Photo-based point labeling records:
_ _ _

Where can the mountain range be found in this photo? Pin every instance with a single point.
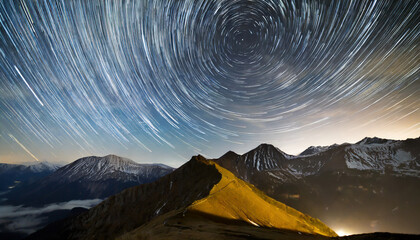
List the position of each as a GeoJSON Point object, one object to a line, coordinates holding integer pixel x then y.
{"type": "Point", "coordinates": [199, 200]}
{"type": "Point", "coordinates": [86, 178]}
{"type": "Point", "coordinates": [372, 185]}
{"type": "Point", "coordinates": [378, 177]}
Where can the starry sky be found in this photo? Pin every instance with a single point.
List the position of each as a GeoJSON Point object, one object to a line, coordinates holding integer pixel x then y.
{"type": "Point", "coordinates": [160, 81]}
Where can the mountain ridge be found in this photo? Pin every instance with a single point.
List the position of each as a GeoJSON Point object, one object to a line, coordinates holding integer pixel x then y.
{"type": "Point", "coordinates": [87, 178]}
{"type": "Point", "coordinates": [181, 193]}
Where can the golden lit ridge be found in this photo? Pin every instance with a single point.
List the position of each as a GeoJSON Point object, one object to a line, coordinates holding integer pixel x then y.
{"type": "Point", "coordinates": [232, 198]}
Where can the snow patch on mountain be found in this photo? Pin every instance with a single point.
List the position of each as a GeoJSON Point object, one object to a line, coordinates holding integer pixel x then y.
{"type": "Point", "coordinates": [110, 167]}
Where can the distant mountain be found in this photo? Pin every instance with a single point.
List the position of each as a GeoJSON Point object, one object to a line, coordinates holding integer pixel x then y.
{"type": "Point", "coordinates": [12, 175]}
{"type": "Point", "coordinates": [87, 178]}
{"type": "Point", "coordinates": [359, 181]}
{"type": "Point", "coordinates": [200, 200]}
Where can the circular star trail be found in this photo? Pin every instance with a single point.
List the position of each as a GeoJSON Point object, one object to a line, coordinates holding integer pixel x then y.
{"type": "Point", "coordinates": [167, 79]}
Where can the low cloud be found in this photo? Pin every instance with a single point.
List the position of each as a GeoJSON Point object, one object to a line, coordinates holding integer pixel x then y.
{"type": "Point", "coordinates": [30, 219]}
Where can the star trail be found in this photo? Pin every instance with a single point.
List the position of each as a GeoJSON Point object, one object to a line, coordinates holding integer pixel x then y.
{"type": "Point", "coordinates": [159, 81]}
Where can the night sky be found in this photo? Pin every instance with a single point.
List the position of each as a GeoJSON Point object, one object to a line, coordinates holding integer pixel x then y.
{"type": "Point", "coordinates": [160, 81]}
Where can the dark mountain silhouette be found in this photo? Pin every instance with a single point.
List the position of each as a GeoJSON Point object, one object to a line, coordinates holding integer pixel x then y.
{"type": "Point", "coordinates": [199, 200]}
{"type": "Point", "coordinates": [87, 178]}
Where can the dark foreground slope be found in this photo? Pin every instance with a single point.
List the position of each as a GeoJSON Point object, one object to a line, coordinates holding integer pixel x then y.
{"type": "Point", "coordinates": [199, 200]}
{"type": "Point", "coordinates": [87, 178]}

_ _ _

_Given task_
Reproduce verbatim the lines of the records starting with the line that contains "Where can the dark foreground" and continuing through the final line of the records, both included.

_Response to the task_
Where can the dark foreground slope be found in this photo? Pin every instance with a single point.
List the position of each as a GeoJSON Point object, one object to a line, coordinates holding integer pixel x then y.
{"type": "Point", "coordinates": [199, 200]}
{"type": "Point", "coordinates": [87, 178]}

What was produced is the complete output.